Former Prime Minister Ansip: Governments led by me prepared for crisis

Speaking at an economics conference on Friday, former Prime Minister and current Vice-President of the European Commission Andrus Ansip (Reform/ALDE) said that while the governments led by him prepared for the 2008 crisis by accumulating reserves, the current government is not doing the same.
According to Ansip, nobody could say in advance that the economic crisis would begin on 15 September 2008, when Lehman Brothers went bankrupt in the US. Similarly, he continued, nobody can say now when the next crisis may erupt.
"Of course, Estonia would have to act differently in a new crisis than it did during the last one," he said. "Indeed, we don't know what the new crisis will be like, and even if it were the same as the previous one, the solution to the crisis cannot be the same as our crisis preparedness is different. Governments led by me prepared for a crisis, but the current one is not doing so."
Ansip said that although his government was accused in 2008 of looking at things through rose-coloured glasses, they in fact did prepare for crisis.

Supplied data>
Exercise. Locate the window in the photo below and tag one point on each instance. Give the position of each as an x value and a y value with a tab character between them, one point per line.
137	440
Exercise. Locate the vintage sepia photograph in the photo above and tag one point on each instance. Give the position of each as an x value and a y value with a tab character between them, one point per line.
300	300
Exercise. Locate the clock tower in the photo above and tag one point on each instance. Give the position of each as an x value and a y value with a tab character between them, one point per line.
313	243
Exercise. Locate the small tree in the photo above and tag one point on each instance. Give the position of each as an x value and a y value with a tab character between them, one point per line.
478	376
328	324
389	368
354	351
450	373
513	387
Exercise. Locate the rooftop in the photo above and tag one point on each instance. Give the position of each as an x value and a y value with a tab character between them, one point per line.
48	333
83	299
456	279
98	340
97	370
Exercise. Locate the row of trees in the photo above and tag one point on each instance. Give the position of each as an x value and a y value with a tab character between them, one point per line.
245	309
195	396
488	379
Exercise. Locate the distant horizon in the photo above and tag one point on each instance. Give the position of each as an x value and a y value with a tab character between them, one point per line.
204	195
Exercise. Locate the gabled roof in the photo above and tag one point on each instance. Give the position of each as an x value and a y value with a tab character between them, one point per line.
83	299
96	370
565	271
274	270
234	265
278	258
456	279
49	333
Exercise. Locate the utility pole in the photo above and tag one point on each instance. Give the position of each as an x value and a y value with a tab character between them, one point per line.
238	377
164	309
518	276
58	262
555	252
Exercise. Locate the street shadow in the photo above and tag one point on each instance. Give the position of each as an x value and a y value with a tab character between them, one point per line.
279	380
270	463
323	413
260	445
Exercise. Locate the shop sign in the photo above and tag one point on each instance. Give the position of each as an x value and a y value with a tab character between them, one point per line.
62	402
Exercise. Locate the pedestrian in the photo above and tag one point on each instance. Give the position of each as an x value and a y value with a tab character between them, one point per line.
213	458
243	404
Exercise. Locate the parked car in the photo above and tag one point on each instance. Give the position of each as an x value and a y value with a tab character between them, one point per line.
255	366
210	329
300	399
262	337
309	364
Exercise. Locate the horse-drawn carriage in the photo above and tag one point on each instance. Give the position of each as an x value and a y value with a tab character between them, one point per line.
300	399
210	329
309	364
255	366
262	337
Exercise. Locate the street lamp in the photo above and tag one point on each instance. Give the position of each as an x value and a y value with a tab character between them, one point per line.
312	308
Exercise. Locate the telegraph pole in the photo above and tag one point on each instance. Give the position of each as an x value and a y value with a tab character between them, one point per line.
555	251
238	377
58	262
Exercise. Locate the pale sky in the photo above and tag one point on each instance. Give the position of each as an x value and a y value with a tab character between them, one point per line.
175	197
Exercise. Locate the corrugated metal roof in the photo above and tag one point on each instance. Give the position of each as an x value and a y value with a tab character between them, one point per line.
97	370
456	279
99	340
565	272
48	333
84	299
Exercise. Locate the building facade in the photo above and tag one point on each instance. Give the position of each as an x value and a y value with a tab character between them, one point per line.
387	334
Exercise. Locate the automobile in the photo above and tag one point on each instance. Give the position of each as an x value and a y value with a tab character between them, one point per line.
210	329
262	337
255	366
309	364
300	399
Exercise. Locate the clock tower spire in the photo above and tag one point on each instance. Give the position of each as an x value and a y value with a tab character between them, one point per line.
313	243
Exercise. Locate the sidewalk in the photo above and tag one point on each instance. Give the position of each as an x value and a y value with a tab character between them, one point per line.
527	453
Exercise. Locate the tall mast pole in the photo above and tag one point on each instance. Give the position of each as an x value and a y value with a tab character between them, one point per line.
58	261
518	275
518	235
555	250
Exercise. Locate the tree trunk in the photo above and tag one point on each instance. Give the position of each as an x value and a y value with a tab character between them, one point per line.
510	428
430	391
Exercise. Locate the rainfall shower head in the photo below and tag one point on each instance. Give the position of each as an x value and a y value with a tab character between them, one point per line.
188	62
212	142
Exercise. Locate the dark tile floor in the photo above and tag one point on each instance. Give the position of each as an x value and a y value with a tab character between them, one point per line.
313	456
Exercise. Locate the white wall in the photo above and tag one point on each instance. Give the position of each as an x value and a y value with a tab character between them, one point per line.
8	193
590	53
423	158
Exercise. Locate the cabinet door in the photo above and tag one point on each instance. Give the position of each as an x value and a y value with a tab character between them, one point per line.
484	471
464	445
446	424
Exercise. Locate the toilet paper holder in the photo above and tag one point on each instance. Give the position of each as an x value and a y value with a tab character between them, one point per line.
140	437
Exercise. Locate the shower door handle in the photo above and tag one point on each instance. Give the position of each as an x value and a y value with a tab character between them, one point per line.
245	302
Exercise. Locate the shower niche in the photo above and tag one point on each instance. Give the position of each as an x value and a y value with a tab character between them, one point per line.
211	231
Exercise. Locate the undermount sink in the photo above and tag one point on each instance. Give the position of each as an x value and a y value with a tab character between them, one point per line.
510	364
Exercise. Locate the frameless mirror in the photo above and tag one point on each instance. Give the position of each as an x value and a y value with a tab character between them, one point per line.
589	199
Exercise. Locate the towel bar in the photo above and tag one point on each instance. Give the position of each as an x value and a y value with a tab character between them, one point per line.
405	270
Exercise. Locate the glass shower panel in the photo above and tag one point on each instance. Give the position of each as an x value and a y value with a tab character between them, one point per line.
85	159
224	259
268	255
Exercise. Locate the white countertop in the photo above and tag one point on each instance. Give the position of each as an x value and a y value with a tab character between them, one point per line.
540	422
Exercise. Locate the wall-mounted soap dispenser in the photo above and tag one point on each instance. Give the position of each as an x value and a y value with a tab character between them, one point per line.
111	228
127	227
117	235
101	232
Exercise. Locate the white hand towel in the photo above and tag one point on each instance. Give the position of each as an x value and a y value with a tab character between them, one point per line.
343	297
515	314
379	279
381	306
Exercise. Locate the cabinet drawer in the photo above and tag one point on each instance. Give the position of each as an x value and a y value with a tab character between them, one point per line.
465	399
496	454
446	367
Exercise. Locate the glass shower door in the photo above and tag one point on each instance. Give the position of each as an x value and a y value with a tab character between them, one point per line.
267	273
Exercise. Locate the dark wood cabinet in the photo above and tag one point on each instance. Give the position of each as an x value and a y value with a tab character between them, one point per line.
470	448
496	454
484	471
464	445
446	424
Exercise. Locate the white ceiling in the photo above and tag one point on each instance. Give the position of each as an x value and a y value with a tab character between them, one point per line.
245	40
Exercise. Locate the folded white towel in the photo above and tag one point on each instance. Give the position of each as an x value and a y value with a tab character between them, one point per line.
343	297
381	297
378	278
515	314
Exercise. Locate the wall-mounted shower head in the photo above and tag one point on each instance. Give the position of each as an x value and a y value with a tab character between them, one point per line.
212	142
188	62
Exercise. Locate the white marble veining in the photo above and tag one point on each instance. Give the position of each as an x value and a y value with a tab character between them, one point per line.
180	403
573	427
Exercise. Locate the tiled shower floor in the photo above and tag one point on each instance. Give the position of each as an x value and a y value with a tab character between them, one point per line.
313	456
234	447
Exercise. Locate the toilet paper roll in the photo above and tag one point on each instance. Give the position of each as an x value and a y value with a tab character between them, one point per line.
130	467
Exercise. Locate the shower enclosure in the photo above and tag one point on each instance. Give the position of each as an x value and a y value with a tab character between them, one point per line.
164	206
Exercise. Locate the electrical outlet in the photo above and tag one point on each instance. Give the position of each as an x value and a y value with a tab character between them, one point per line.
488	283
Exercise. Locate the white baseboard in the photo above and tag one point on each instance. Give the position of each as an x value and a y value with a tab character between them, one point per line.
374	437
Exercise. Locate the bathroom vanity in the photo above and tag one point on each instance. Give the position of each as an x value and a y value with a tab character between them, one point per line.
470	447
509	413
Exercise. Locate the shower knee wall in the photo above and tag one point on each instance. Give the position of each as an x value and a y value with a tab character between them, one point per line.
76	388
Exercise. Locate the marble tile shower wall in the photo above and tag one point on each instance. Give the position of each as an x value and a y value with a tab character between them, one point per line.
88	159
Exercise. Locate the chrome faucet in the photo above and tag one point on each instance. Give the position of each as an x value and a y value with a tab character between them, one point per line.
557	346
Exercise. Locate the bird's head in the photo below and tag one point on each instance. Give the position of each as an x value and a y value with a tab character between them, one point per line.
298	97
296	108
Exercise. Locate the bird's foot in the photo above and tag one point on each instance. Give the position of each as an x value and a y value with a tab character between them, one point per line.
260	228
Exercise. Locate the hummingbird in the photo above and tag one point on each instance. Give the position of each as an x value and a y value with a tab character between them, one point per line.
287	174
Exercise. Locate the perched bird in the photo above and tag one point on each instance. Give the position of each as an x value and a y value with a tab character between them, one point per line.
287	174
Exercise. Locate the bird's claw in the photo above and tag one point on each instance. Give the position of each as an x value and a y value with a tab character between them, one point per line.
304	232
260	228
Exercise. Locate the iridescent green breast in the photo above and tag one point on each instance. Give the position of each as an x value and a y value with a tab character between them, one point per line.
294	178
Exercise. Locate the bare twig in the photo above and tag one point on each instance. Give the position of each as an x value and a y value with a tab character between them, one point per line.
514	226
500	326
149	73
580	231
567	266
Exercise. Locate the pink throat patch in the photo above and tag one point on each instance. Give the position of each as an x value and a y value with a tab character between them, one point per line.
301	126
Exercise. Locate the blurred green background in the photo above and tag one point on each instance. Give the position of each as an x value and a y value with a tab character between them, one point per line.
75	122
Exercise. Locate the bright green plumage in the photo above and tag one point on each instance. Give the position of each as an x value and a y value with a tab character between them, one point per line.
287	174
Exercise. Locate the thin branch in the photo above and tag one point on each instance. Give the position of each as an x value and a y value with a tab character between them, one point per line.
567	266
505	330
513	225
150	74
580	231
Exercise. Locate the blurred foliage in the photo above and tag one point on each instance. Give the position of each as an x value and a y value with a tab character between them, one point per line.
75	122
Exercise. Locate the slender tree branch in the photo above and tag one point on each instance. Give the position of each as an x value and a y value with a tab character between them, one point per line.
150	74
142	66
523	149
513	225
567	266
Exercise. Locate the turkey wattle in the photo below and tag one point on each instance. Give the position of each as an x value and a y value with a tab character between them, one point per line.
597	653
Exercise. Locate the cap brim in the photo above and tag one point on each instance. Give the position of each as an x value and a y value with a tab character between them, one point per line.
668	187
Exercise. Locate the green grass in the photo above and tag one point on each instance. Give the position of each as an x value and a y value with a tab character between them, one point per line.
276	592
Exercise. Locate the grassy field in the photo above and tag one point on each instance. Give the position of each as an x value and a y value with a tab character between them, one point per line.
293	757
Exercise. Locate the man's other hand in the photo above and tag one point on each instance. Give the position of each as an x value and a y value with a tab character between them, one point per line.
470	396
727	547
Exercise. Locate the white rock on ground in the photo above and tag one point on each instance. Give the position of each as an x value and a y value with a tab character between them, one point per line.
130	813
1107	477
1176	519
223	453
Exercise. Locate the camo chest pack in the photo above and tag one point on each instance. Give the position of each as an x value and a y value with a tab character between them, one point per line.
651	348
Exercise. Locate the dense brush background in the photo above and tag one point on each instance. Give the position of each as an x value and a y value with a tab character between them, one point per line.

Your objective>
Continue the news report on Andrus Ansip's remarks about crisis preparedness, picking up after its last sentence.

Task answer>
"Finances were in very good shape, and we didn't have to borrow because the state had reserves," he noted. As a result of having reserves, he recalled, Estonia was offered loans at extremely favourable rates, which the state then loaned in turns to other European countries at a higher interest rate, earning €1 million in interest for the state budget in 2009.
According to Ansip, the state needs reserves in order to also be able to borrow on favourable terms in difficult times.
"The current government is spending the reserves that we accumulated in 2006 and 2007, and this reserve has been all but squandered by now — there's nothing more to spend," he said. In 2006, the government sector's liquid assets amounted to nearly 18% of the GDP, he recalled. Now, this ratio is slightly over 6%.
Ansip: Current government doesn't value reserves
According to Ansip, the current government attaches no value to accumulating reserves. "When it comes to accumulating reserves, the current government's message is that we are paying back previously taken loans — servicing loans is now considered the accumulation of reserves. The bar is that low now."
The former prime minister pointed out that the Estonian economy has recovered rapidly following economic crises — Estonia's GDP has grown by as much over the past eight years as the GDP of the EU's 28 economies combined in the past 18 years.
"While we haven't yet cracked the top five richest countries in Europe yet, we have always been among the five fastest growers," he highlighted, recalling a slogan of the Reform Party from a period when he served as prime minister and head of the ruling party.
Ansip was a speaker at the Rimi Economic Conference in Tallinn on Friday, where other speakers included Ministry of Finance Deputy Secretary-General for Financial Policy and External Relations Märten Ross and Tere and Farmi dairy co-board member Valdis Noppel.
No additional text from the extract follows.